# problem with link in "January Coupons" pdf...



## beverson (Jan 16, 2005)

I wanted to let you guys know that the link in the coupon for BlackHammer Firearms 2 isn't working... it just goes to the main page of RPGNow... 

Also, I assume that since these are "January" coupons that they expire at the end of the month, but it doesn't say anywhere... I just want to make sure they don't expire sooner...

thanks


----------



## HellHound (Jan 16, 2005)

The link is a coupon code - it should bring you to the front page of RPGnow, but also put the coupon into your cookies. Then you have to find the product, and when you buy it, it will be at the reduced price.


----------



## HellHound (Jan 16, 2005)

Oh, and since the PDF will be in circulation for some time, don't expect the coupons to expire until mid-Feb at the earliest.


----------



## beverson (Jan 16, 2005)

# # # # # # #

*TO BE DONE*.
**1.** From the records below, pull out each line that contains the word "water". Copy those lines unchanged.
**2.** Write the next part of the forum thread about the January coupons PDF, starting right after the point where it stops.

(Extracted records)
# # # # # # #

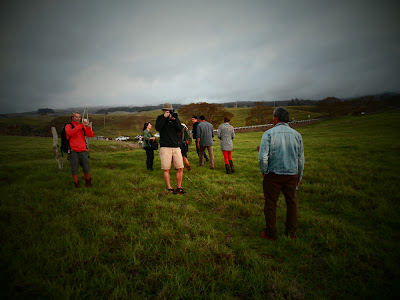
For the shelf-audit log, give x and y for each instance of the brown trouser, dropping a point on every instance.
(210, 154)
(273, 184)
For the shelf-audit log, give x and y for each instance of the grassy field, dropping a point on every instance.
(125, 238)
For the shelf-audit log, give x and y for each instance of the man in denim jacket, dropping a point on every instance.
(281, 161)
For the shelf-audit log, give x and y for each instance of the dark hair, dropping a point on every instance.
(282, 114)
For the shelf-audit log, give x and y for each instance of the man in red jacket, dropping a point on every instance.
(79, 151)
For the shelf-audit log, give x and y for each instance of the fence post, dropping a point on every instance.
(55, 148)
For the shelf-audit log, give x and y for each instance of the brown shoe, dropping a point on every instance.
(264, 236)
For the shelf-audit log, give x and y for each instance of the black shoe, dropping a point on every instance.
(231, 165)
(179, 191)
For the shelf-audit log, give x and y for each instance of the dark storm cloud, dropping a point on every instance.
(62, 54)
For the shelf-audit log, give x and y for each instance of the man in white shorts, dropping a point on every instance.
(169, 125)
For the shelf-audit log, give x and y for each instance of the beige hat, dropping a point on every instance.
(168, 106)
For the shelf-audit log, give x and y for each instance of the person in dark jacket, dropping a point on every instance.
(79, 155)
(195, 122)
(169, 126)
(147, 136)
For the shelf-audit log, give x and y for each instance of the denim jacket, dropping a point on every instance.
(281, 151)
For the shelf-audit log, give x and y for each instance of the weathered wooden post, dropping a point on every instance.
(55, 148)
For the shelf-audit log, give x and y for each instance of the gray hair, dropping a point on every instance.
(282, 114)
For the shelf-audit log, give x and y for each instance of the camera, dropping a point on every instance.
(173, 114)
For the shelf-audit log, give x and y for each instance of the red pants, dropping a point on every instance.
(273, 185)
(227, 156)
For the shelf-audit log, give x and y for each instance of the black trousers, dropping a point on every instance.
(150, 157)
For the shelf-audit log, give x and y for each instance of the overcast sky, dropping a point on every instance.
(65, 54)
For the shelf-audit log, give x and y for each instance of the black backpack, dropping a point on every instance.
(64, 141)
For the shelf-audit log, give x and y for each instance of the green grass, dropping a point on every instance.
(126, 238)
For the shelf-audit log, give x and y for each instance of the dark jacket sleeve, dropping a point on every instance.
(178, 125)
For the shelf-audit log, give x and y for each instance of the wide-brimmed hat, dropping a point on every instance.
(168, 106)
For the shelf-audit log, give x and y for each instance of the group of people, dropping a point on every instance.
(280, 158)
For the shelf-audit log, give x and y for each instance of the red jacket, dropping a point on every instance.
(76, 136)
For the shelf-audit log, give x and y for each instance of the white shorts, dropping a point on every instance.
(170, 156)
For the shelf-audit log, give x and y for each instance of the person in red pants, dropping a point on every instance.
(226, 134)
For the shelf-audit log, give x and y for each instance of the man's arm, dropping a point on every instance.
(263, 153)
(301, 159)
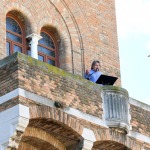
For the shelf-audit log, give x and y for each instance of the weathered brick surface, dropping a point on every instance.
(140, 120)
(51, 82)
(84, 30)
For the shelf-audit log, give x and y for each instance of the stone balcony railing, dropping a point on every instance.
(116, 107)
(52, 84)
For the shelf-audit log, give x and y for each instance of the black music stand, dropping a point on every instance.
(106, 80)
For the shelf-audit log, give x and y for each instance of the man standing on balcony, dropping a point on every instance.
(94, 73)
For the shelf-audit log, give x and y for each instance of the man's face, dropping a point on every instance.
(96, 67)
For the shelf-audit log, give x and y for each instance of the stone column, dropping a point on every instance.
(89, 139)
(13, 122)
(33, 43)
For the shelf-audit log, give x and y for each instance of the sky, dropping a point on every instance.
(133, 26)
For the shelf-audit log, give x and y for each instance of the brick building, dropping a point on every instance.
(45, 104)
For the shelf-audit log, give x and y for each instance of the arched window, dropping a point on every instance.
(47, 49)
(15, 37)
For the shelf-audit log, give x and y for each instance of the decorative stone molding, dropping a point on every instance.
(116, 107)
(13, 122)
(89, 139)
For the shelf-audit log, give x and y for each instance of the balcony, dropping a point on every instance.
(116, 107)
(44, 84)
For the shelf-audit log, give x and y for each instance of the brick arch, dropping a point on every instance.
(117, 137)
(23, 11)
(109, 145)
(52, 114)
(39, 139)
(62, 37)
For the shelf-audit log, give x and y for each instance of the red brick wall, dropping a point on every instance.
(85, 30)
(140, 120)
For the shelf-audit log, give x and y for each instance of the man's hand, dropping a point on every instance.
(87, 71)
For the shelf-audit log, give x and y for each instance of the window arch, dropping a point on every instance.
(47, 48)
(15, 35)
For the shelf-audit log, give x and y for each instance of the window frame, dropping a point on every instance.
(22, 36)
(46, 57)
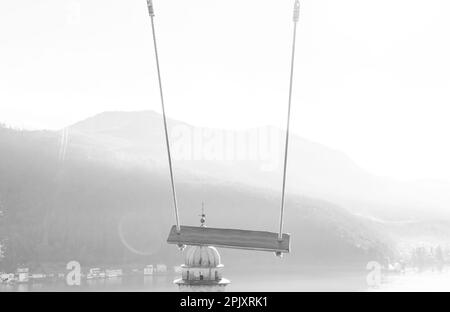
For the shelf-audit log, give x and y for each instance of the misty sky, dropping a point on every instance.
(372, 77)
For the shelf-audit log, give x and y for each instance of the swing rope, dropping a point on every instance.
(286, 146)
(169, 156)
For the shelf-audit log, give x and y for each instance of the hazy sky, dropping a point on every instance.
(372, 77)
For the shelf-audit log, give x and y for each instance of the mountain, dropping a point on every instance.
(98, 192)
(254, 157)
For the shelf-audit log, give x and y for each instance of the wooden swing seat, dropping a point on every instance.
(229, 238)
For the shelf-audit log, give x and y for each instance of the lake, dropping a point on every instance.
(311, 280)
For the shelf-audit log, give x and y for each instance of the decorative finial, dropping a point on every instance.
(203, 215)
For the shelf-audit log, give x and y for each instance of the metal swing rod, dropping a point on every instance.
(169, 156)
(230, 238)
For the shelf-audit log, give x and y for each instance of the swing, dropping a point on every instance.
(181, 235)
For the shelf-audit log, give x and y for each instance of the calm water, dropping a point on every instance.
(318, 280)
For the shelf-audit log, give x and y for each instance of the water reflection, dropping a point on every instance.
(312, 280)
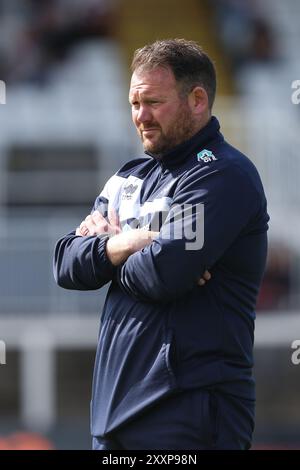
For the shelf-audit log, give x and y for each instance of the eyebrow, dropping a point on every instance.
(146, 97)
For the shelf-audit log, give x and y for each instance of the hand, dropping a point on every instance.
(120, 247)
(96, 224)
(206, 276)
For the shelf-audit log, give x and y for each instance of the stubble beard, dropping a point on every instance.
(181, 129)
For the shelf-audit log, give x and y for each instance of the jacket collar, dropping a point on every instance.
(180, 153)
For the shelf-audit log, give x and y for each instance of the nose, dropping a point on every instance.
(143, 115)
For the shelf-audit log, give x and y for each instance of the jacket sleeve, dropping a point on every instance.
(80, 262)
(223, 201)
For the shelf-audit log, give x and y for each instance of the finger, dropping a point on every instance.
(101, 223)
(98, 217)
(83, 228)
(113, 218)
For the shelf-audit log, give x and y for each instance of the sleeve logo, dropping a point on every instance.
(205, 156)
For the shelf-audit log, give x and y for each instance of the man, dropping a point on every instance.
(174, 360)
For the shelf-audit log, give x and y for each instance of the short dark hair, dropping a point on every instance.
(190, 65)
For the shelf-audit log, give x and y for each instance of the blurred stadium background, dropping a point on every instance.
(65, 128)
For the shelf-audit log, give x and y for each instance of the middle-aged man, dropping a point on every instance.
(174, 360)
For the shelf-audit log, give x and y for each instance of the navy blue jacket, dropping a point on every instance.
(160, 331)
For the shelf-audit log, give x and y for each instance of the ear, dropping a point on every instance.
(198, 100)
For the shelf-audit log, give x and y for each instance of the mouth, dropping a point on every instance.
(146, 131)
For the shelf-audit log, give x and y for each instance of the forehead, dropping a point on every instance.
(159, 80)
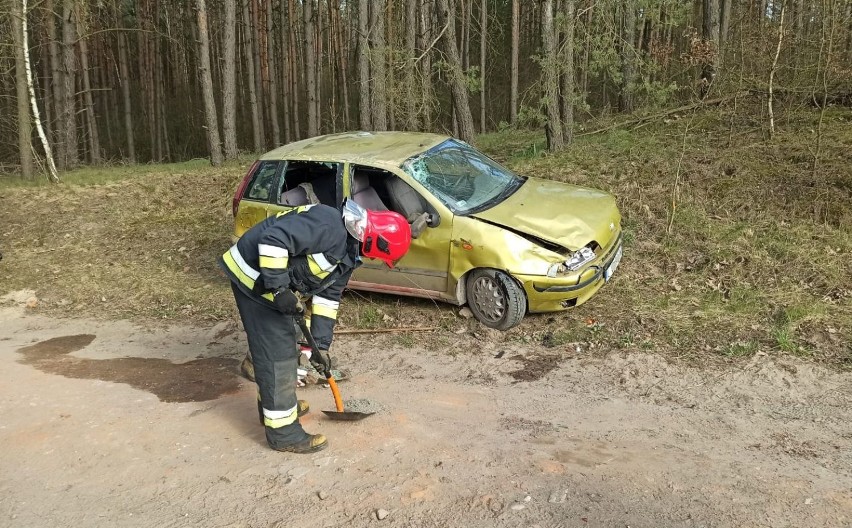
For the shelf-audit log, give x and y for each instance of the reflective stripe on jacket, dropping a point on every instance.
(307, 250)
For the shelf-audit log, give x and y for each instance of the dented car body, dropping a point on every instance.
(502, 243)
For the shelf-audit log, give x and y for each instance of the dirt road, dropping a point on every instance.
(110, 424)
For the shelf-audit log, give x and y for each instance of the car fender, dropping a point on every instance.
(476, 244)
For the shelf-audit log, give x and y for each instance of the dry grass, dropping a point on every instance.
(755, 259)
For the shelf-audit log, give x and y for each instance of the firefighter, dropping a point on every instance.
(309, 251)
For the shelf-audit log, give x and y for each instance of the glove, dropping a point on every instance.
(287, 302)
(322, 362)
(259, 288)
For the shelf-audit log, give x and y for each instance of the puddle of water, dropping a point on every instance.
(194, 381)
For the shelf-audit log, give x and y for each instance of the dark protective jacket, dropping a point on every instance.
(307, 250)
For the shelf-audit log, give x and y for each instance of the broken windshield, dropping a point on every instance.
(464, 179)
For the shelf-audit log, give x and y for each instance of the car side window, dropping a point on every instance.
(311, 182)
(263, 180)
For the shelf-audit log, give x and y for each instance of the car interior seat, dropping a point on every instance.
(302, 194)
(365, 195)
(408, 203)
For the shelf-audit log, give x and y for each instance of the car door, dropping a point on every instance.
(423, 271)
(258, 196)
(308, 182)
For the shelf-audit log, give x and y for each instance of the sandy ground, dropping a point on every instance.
(111, 424)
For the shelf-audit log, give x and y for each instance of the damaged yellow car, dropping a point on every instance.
(501, 243)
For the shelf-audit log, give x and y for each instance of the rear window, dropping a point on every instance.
(263, 181)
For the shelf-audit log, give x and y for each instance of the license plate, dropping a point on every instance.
(614, 264)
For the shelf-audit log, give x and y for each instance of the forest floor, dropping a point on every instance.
(707, 385)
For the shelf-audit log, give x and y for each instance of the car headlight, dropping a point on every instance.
(579, 259)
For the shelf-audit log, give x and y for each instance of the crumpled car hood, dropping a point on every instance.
(568, 215)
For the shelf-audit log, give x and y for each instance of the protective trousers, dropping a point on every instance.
(272, 343)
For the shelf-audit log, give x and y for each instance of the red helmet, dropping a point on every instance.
(384, 235)
(387, 236)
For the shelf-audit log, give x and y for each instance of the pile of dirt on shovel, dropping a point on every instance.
(362, 405)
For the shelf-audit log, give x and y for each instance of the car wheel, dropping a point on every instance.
(495, 299)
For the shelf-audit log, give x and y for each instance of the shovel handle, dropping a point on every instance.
(335, 392)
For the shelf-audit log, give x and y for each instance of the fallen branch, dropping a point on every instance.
(388, 330)
(645, 119)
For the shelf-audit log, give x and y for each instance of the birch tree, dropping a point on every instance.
(25, 130)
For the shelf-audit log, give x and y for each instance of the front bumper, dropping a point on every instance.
(546, 294)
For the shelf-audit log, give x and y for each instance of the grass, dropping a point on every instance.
(746, 250)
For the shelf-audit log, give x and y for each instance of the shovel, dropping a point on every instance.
(339, 413)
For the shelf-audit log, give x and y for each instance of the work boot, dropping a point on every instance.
(293, 439)
(302, 408)
(311, 444)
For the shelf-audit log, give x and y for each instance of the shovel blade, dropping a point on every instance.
(348, 416)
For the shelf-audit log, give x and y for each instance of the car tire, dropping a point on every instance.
(495, 299)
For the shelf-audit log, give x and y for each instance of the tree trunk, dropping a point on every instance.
(344, 69)
(311, 68)
(410, 66)
(457, 81)
(248, 47)
(550, 78)
(710, 33)
(366, 120)
(57, 83)
(482, 50)
(258, 52)
(273, 72)
(294, 68)
(567, 62)
(68, 157)
(52, 176)
(516, 31)
(212, 128)
(25, 130)
(285, 71)
(426, 13)
(724, 30)
(125, 95)
(378, 99)
(229, 82)
(628, 56)
(91, 122)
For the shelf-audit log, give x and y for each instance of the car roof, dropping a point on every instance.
(376, 148)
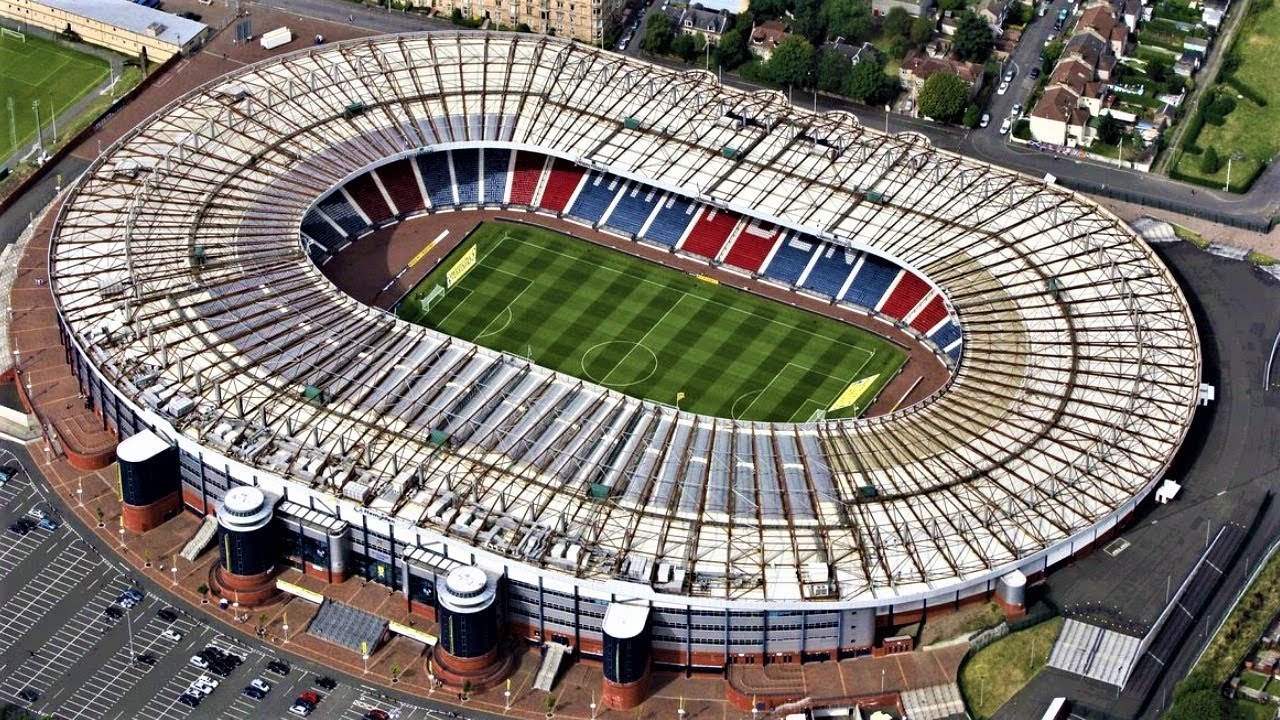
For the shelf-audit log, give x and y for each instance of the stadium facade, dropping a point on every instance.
(191, 311)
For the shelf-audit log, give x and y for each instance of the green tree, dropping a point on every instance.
(867, 81)
(791, 63)
(922, 32)
(833, 69)
(850, 19)
(897, 22)
(688, 46)
(1210, 163)
(658, 33)
(973, 41)
(732, 50)
(944, 98)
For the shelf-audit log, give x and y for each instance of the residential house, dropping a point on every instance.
(766, 39)
(708, 23)
(995, 13)
(1188, 63)
(917, 68)
(855, 53)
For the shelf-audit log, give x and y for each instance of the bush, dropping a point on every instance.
(1210, 163)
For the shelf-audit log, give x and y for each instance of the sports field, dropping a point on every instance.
(40, 69)
(649, 331)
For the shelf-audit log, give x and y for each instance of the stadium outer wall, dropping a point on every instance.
(547, 606)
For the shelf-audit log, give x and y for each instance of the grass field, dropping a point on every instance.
(46, 72)
(1251, 128)
(649, 331)
(997, 671)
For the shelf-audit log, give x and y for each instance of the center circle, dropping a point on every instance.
(618, 363)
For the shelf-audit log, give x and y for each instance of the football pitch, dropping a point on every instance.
(649, 331)
(45, 72)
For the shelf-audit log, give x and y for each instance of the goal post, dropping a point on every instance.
(432, 297)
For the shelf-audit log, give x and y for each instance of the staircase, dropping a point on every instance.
(201, 540)
(549, 669)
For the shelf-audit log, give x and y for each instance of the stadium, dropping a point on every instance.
(502, 492)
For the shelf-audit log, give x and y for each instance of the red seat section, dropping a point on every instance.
(365, 192)
(908, 292)
(524, 182)
(401, 183)
(932, 314)
(711, 232)
(753, 246)
(561, 183)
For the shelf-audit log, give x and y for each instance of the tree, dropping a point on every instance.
(833, 69)
(867, 81)
(973, 41)
(1210, 163)
(922, 32)
(658, 33)
(1110, 130)
(850, 19)
(732, 49)
(944, 98)
(688, 46)
(897, 22)
(791, 63)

# # # # # # #

*RESPONSES BY TASK*.
**1.**
For the shelf-audit log, give x and y for each instance of the calm water, dropping a point on every instance.
For the shelf-audit log, give x and y for each instance of the water reflection, dropping a point on every instance.
For the shelf-audit log, give x and y for each instance of the puddle of water, dropping a point on every instance.

**2.**
Well, when I click on the link for BlackHammer Firearms 3, it goes right to the shopping cart and shows the discounted price.  But BF2 just goes to the main page, and when I add it to the cart myself, there's no discount...


----------



## HellHound (Jan 17, 2005)

Strange - I'll check that with Phil.


----------



## philreed (Jan 17, 2005)

I had a number in the wrong place. The corrected PDF is loaded in place of the error copy.


----------



## beverson (Jan 17, 2005)

Thanks, that did it.  Worked like a charm...


----------



## beverson (Jan 17, 2005)

ooops... managed to make a double post....


----------



## HellHound (Jan 19, 2005)

Thanks Phil. You rock.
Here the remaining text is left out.